*Problem description*. Copy out all the entries exactly.

* BEGIN Information shown *

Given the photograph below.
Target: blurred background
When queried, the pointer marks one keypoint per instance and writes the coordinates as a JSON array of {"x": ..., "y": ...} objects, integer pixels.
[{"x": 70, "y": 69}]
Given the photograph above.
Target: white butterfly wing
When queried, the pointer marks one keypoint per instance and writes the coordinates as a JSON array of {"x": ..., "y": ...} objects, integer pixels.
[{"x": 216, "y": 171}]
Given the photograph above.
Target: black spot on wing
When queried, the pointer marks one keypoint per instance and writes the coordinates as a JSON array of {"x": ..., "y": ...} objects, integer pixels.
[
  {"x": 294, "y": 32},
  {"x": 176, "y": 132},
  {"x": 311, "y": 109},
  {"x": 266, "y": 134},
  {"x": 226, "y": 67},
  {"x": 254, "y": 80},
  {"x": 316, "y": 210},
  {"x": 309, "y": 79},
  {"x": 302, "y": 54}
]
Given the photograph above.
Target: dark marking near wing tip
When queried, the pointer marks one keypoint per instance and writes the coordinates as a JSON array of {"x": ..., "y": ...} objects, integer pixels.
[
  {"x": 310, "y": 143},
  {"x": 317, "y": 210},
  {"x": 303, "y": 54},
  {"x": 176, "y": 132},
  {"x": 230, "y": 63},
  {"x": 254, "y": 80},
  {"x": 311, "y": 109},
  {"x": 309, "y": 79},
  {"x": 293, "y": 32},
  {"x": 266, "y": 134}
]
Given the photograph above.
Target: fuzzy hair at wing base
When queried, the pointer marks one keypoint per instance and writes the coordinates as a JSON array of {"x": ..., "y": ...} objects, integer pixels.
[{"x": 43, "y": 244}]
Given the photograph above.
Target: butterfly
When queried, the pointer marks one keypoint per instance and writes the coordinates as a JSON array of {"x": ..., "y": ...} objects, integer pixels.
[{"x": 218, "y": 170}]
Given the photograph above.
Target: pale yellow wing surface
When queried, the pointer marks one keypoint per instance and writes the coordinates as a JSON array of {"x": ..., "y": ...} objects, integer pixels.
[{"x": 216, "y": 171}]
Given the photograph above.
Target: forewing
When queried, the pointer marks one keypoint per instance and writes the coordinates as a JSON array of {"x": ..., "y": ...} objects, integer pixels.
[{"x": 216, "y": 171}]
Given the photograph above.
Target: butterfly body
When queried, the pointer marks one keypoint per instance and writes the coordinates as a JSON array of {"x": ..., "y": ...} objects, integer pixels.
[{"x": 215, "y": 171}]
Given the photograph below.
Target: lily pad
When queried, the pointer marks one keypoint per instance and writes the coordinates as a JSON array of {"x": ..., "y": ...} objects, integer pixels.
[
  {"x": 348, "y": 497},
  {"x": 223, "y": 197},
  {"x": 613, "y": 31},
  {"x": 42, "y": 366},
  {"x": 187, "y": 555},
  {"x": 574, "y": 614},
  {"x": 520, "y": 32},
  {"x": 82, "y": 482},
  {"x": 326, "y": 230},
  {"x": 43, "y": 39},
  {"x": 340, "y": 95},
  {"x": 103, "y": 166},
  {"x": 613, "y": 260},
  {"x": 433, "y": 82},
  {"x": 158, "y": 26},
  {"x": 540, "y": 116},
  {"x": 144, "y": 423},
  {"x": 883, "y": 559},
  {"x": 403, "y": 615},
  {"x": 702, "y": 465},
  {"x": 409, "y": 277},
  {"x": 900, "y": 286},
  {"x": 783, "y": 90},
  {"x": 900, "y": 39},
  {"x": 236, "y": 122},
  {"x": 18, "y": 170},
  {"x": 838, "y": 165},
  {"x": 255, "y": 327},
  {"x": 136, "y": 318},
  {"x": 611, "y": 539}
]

* END Information shown *

*Task output*.
Given the photograph below.
Target: blurred background
When queried, the pointer marks one keypoint per instance and writes the coordinates as a JSON array of {"x": ..., "y": ...} objects, integer pixels.
[{"x": 70, "y": 69}]
Given the photograph above.
Target: white butterfly wing
When queried, the pointer marks one keypoint per instance and writes the coordinates as a JSON array of {"x": ..., "y": ...} objects, integer pixels.
[{"x": 216, "y": 171}]
Given the photograph above.
Target: black spot on wing
When queried, the pointer marks one keypoint per instance and writes the coordinates as a JSON array of {"x": ..., "y": ...} objects, integer pixels.
[
  {"x": 294, "y": 32},
  {"x": 176, "y": 132},
  {"x": 311, "y": 109},
  {"x": 266, "y": 134},
  {"x": 226, "y": 67},
  {"x": 254, "y": 80},
  {"x": 316, "y": 210},
  {"x": 309, "y": 79},
  {"x": 302, "y": 54}
]
Given the photograph above.
Target: dark marking near wing tip
When queried, the pointer marks one keypoint per instance and writes the coordinates as a JSON array of {"x": ..., "y": ...} objects, integer pixels.
[
  {"x": 310, "y": 143},
  {"x": 317, "y": 210},
  {"x": 303, "y": 54},
  {"x": 176, "y": 132},
  {"x": 230, "y": 63},
  {"x": 254, "y": 80},
  {"x": 311, "y": 109},
  {"x": 309, "y": 79},
  {"x": 293, "y": 32},
  {"x": 266, "y": 134}
]
Given the photograph above.
Target: fuzzy hair at wing base
When queried, the pointer marks one keypoint per instance and writes the coordinates as a JSON array of {"x": ..., "y": ...} objects, integer pixels.
[{"x": 43, "y": 244}]
Given the photograph above.
Target: butterfly
When queried, the pointer marks one keypoint per instance and writes the coordinates as a JSON array of {"x": ..., "y": ...} objects, integer pixels.
[{"x": 218, "y": 170}]
Given the photograph above.
Target: pale yellow wing surface
When queried, the pointer marks one keypoint per instance and writes the coordinates as a JSON array of {"x": ..., "y": ...} objects, integer pixels.
[{"x": 216, "y": 171}]
Given the photograph above.
Target: forewing
When queried, the pointer marks one keypoint per instance and writes the coordinates as a JSON array of {"x": ..., "y": ...} objects, integer pixels.
[{"x": 216, "y": 171}]
Given the photograph above.
Target: butterfly body
When queried, the pointer marks one keypoint per instance and writes the coordinates as a JSON array of {"x": ..., "y": ...} objects, integer pixels.
[{"x": 215, "y": 171}]
Given the photograph below.
Target: lily pad
When queried, the pointer marks one keypoint per instance and writes the coordinates as a JSON array of {"x": ..., "y": ...} objects, integer pixels.
[
  {"x": 348, "y": 497},
  {"x": 223, "y": 197},
  {"x": 613, "y": 31},
  {"x": 42, "y": 366},
  {"x": 187, "y": 555},
  {"x": 574, "y": 614},
  {"x": 520, "y": 32},
  {"x": 82, "y": 482},
  {"x": 326, "y": 230},
  {"x": 43, "y": 39},
  {"x": 340, "y": 95},
  {"x": 103, "y": 166},
  {"x": 613, "y": 260},
  {"x": 433, "y": 82},
  {"x": 158, "y": 26},
  {"x": 540, "y": 116},
  {"x": 144, "y": 423},
  {"x": 883, "y": 559},
  {"x": 403, "y": 615},
  {"x": 702, "y": 465},
  {"x": 409, "y": 277},
  {"x": 900, "y": 286},
  {"x": 783, "y": 90},
  {"x": 900, "y": 39},
  {"x": 236, "y": 122},
  {"x": 18, "y": 170},
  {"x": 838, "y": 165},
  {"x": 255, "y": 327},
  {"x": 136, "y": 318},
  {"x": 611, "y": 539}
]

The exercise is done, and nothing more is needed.